#### TASK INSTRUCTIONS
Copy out every item below word for word, leaving out the pictures.

▬▬▬▬▬▬▬▬▬▬

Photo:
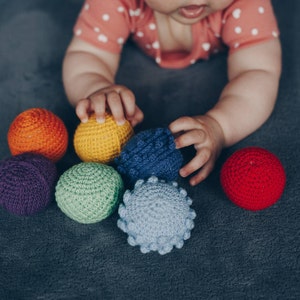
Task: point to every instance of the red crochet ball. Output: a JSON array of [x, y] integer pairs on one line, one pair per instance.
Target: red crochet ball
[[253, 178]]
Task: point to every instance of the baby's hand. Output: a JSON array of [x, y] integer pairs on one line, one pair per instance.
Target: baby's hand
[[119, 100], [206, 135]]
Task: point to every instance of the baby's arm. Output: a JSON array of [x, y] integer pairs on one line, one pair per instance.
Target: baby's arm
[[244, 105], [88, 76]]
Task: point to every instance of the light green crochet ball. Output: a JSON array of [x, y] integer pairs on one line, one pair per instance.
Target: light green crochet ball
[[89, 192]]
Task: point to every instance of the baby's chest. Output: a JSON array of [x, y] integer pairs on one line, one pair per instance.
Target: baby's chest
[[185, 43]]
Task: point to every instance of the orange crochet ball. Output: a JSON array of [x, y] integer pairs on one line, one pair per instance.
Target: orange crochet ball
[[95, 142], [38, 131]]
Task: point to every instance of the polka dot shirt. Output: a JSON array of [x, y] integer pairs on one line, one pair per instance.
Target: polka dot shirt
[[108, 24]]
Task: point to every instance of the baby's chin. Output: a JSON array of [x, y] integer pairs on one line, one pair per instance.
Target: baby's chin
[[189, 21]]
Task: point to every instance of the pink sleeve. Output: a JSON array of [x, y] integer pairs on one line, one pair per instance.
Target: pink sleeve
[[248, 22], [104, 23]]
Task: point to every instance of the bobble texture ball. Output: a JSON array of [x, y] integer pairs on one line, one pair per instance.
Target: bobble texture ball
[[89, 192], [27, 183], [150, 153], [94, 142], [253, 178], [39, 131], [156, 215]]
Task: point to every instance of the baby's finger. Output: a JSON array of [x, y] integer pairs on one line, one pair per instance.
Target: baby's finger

▬▬▬▬▬▬▬▬▬▬

#### SOLUTION TO THIS EXERCISE
Photo:
Task: point to every instance of the red crochet ball. Output: a JSON array of [x, y] integer pairs on one line, one pair per instance.
Target: red crochet ball
[[253, 178]]
Task: point to every instance of the baby's hand. Output: a JSON array of [x, y] integer pairs on one line, one pair per instance.
Target: baby's hand
[[119, 100], [206, 135]]
Task: point to every instance of the baby's arm. Output: a JSON array of [x, y] integer pairs on one line, one pair per instance.
Target: baby's arm
[[244, 105], [88, 76]]
Task: point to every instance of the light green crochet ball. Output: a JSON array of [x, y] integer pairs on one line, one pair per instance.
Target: light green crochet ball
[[89, 192]]
Task: point to every instance of the baby's chest. Output: a JSON array of [x, y] integer pairs on one line, one pair per instance.
Target: baby's chest
[[185, 43]]
Task: point to every instance of the orange crochet ball. Output: a JSON array of [x, y] integer pairs on one line, one pair per instance.
Target: orange crochet ball
[[95, 142], [38, 131]]
Task: point to every instance of the polka dot shirt. Output: a JSON array of [x, y] integer pairs on one line, one pair per instance.
Target: polka dot shirt
[[108, 24]]
Task: point to every instance of the baby's chin. Output: a JSON array of [x, y] integer pairs on one line, one pair per instance.
Target: baby's chin
[[189, 21]]
Task: point to every instance of the pink sleeve. Output: a JSON array of [x, y] integer pairs on one line, one pair per instance.
Target: pink sleeve
[[248, 22], [104, 23]]
Task: point to every instance of the bobble texture ball. Output: a JSON array of [x, y] integer pairs on one line, one pair per instance.
Target: bobble texture ball
[[89, 192], [27, 183], [150, 153], [94, 142], [253, 178], [39, 131], [156, 215]]
Task: point to every instance of the baby's finger. Output: a JSON array of [x, y] integer pairs on one line, one pair per instance.
Target: baby's finger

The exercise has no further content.